— begin Records supplied —

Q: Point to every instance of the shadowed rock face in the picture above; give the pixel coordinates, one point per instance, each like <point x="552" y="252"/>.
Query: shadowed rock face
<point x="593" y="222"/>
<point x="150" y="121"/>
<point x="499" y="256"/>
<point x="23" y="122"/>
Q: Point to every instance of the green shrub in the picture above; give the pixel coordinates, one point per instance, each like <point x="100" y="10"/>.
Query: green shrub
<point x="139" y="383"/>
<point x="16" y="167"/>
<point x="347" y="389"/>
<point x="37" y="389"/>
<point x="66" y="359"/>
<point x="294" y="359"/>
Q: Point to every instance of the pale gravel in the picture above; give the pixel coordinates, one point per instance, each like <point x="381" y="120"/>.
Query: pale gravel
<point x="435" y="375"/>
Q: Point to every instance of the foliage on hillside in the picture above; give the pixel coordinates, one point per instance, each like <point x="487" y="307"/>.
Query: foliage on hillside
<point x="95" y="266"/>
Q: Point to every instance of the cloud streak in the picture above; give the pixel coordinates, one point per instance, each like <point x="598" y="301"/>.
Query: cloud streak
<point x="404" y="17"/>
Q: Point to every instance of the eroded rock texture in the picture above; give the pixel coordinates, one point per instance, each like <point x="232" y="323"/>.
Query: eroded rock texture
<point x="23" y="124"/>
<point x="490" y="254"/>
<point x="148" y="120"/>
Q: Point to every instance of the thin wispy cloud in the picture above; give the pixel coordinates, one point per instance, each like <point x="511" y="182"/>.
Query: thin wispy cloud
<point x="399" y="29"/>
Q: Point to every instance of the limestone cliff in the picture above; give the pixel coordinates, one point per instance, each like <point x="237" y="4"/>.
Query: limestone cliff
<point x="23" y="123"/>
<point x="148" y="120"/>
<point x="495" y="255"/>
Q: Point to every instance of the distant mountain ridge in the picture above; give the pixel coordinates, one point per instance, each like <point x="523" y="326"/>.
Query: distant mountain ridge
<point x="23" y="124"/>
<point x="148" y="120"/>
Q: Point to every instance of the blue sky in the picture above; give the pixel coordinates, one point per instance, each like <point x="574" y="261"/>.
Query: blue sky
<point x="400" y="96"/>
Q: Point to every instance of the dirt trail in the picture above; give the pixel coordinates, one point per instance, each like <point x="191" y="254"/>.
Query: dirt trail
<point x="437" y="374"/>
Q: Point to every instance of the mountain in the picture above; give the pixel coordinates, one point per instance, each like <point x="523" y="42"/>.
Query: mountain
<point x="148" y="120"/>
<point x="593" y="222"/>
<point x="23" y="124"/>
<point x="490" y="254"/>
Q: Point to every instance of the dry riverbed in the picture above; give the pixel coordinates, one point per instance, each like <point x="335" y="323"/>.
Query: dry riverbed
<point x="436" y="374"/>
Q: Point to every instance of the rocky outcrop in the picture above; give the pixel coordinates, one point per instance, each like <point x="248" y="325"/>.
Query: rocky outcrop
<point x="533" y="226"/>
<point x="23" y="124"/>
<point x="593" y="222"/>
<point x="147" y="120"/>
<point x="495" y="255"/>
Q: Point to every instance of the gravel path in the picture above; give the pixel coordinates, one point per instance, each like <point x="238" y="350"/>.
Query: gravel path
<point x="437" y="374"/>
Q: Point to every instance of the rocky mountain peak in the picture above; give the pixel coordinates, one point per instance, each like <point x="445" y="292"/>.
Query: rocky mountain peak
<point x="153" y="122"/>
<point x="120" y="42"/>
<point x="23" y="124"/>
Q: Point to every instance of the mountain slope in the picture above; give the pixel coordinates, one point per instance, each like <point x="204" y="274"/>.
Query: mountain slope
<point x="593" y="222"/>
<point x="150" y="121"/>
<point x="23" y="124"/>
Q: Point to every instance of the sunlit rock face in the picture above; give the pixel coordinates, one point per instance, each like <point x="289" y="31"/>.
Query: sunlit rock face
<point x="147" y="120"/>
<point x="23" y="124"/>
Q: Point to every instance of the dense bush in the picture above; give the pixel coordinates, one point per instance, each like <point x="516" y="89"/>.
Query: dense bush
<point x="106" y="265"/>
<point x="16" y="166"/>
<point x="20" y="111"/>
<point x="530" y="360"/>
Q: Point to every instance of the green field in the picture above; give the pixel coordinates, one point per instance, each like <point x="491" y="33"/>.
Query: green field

— end Records supplied —

- Instruction -
Quote all of the entries verbatim.

- Correct output -
Q: Point to every instance of the shadowed rock face in the picture above; give the pixel coordinates, one point per instance, each like <point x="552" y="252"/>.
Query: shadowed rock face
<point x="593" y="222"/>
<point x="150" y="121"/>
<point x="499" y="256"/>
<point x="23" y="122"/>
Q: Point to every instance of the green shrub in the picture above; give the pixel coordinates, one point per instance, each like <point x="100" y="10"/>.
Query: green shrub
<point x="139" y="383"/>
<point x="16" y="167"/>
<point x="347" y="389"/>
<point x="37" y="389"/>
<point x="66" y="359"/>
<point x="294" y="359"/>
Q: Point to every instance of the pale gravel in the picture above; give the pixel coordinates, one point per instance, each like <point x="381" y="120"/>.
Query: pale gravel
<point x="435" y="375"/>
Q: Point to every instance of the foliage on hillside in the picture above; give the pixel coordinates, one point per instance, each like <point x="487" y="307"/>.
Query: foliage on hillside
<point x="95" y="266"/>
Q: Point to every instance of the cloud streak in the picture above; give the pixel coordinates, one point per instance, each like <point x="598" y="301"/>.
Query: cloud streak
<point x="404" y="17"/>
Q: Point to every instance of the eroded rock texture in the picture above; give the pixel coordinates, one point per instance, each like <point x="232" y="323"/>.
Query: eroded rock texture
<point x="23" y="124"/>
<point x="490" y="254"/>
<point x="148" y="120"/>
Q: Point to every instance of the thin wispy cloud in the picture above; give the pixel coordinates, one point per instance, each like <point x="511" y="182"/>.
Query: thin wispy cloud
<point x="399" y="29"/>
Q: Point to every instance of the limestone cliff in the picture above; give the pixel coordinates, one point per instance, each like <point x="237" y="4"/>.
Query: limestone cliff
<point x="23" y="123"/>
<point x="148" y="120"/>
<point x="495" y="255"/>
Q: Point to every instance of the distant mountain ridge in the picture above; give the pixel coordinates, one point per instance, each like <point x="523" y="326"/>.
Query: distant mountain ridge
<point x="23" y="124"/>
<point x="148" y="120"/>
Q: Point to every instance of the blue sky in the picture above; give the pixel coordinates, one point per instance, each like <point x="574" y="261"/>.
Query: blue sky
<point x="400" y="96"/>
Q: Point to every instance of the dirt trail in the picture above; give the pixel coordinates, one point per instance, each like <point x="191" y="254"/>.
Query: dirt trail
<point x="437" y="374"/>
Q: Point to every instance of the mountain in the picture above; give the pixel coordinates, one point per instance, each like <point x="523" y="42"/>.
Query: mountain
<point x="148" y="120"/>
<point x="593" y="222"/>
<point x="23" y="124"/>
<point x="490" y="254"/>
Q: Point to every instance of the dry riverbed in the picture above; give the pixel coordinates, one point per instance, each like <point x="335" y="323"/>.
Query: dry riverbed
<point x="436" y="374"/>
Q: Point to every instance of the rocky outcrop in the picture above; give the pixel coordinates, one point per instance, each like <point x="248" y="325"/>.
Query: rocky outcrop
<point x="533" y="226"/>
<point x="23" y="124"/>
<point x="593" y="222"/>
<point x="147" y="120"/>
<point x="495" y="255"/>
Q: Point to every instance of the gravel path in the picture above; give the pixel coordinates, one point per instance, each like <point x="238" y="350"/>.
Query: gravel path
<point x="437" y="374"/>
Q: Point to every instance of the rocky mountain peak in the picture above; give the pixel coordinates, one point per instance, each like <point x="445" y="292"/>.
Query: rocky mountain peak
<point x="153" y="122"/>
<point x="120" y="42"/>
<point x="23" y="124"/>
Q: Point to every instance of the mountain slope in the picture above; give the pixel coordinates, one point per instance, each like <point x="204" y="274"/>.
Query: mountain slope
<point x="593" y="222"/>
<point x="150" y="121"/>
<point x="23" y="124"/>
Q: Point to every instance of the sunlit rock face in the picture above; give the pixel coordinates, one point per instance, each like <point x="289" y="31"/>.
Query: sunlit rock face
<point x="147" y="120"/>
<point x="23" y="124"/>
Q: Point to every instance of the dense bush in the picture above; give the pixel coordinates, one point per instance, each like <point x="516" y="89"/>.
Query: dense bush
<point x="106" y="265"/>
<point x="16" y="166"/>
<point x="20" y="111"/>
<point x="530" y="360"/>
Q: Point to every instance of the green field in the picture above; give the pixel coordinates, one point per instance, each like <point x="491" y="33"/>.
Query: green field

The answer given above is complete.